**文章**
+===+

絵筆のいらない絵画教室
価格: ¥1,680
「絵が上手くなるには、まず、絵をかかないこと」。これは一体どういうことだろう。レオナルド・ダ・ヴィンチを敬愛するこの美術評論家は、東京芸大で美術解剖学を専攻。東大の解剖教室で人体解剖も研究した。「美術と解剖なんて、どうして?」と思うのは素人だ。イタリア・ルネッサンスの巨匠ダ・ヴィンチはあらゆる動植物や人間の体を徹底して観察した。解剖し、色や構造を調べ、設計図のように詳細なデッサンをした。すべてを見つめ尽くした結果、個性あふれる多くの傑作が生まれたのだ。

+===+

**抽出エントリ**
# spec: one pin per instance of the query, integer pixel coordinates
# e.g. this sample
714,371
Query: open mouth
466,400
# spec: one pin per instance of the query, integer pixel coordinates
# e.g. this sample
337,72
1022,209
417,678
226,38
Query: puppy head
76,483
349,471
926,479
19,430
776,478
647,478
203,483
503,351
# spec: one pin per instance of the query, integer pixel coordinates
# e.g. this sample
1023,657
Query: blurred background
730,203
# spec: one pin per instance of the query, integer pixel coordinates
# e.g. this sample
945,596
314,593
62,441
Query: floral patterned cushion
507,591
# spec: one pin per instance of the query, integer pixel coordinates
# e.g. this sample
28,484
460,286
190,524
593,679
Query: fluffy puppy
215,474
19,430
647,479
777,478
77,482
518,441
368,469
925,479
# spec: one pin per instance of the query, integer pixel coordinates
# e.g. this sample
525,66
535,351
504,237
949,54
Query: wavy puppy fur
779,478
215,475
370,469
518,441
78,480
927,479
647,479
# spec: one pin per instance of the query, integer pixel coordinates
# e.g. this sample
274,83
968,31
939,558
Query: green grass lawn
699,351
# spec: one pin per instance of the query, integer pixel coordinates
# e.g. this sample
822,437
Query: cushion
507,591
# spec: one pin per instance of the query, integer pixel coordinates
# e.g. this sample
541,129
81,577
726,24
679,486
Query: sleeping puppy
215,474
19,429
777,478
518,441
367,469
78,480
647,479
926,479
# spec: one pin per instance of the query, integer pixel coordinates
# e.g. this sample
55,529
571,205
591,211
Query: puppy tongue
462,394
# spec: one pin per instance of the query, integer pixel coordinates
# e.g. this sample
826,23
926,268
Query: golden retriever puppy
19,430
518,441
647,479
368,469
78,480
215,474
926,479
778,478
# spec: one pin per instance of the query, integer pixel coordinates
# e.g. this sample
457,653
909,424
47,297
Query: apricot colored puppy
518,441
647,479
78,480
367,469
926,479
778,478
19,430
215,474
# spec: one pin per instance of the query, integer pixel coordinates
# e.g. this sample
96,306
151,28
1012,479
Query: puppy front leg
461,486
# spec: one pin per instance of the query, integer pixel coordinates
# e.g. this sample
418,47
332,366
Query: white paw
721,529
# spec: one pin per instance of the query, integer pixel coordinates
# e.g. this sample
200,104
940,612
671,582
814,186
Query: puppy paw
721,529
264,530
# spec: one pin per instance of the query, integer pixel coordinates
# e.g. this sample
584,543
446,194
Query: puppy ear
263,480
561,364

+===+

**課題内容**
上記の「絵筆のいらない絵画教室」についての文章を、最後の文の後から書き継いでください。

**解答**
良い絵とは何だろう。芸術には基準がない。しかし芸術の本質とは、「世界をどのように見るか」である。描くテクニックなどはさまつな枝葉にすぎない。優れた絵とは「本質」をつかんでいるもの。だれが見ても、「ああ、いいな」と思える生き生きとした絵のことだ。かくして、『絵筆のいらない絵画教室』の登場である。これはダ・ヴィンチの理想世界に近づくためのトレーニングなのだ。「魚を釣る。解剖して観察する。その感動を絵にかく」。効果はNHKテレビ「課外授業・ようこそ先輩」で実証済みだ。「目の視覚」「脳の視覚」「こころは内臓にある」ほか、筆者の説く「美の理論」も興味深い。親や教師のための丁寧な「実践篇」もついている。(家永光恵)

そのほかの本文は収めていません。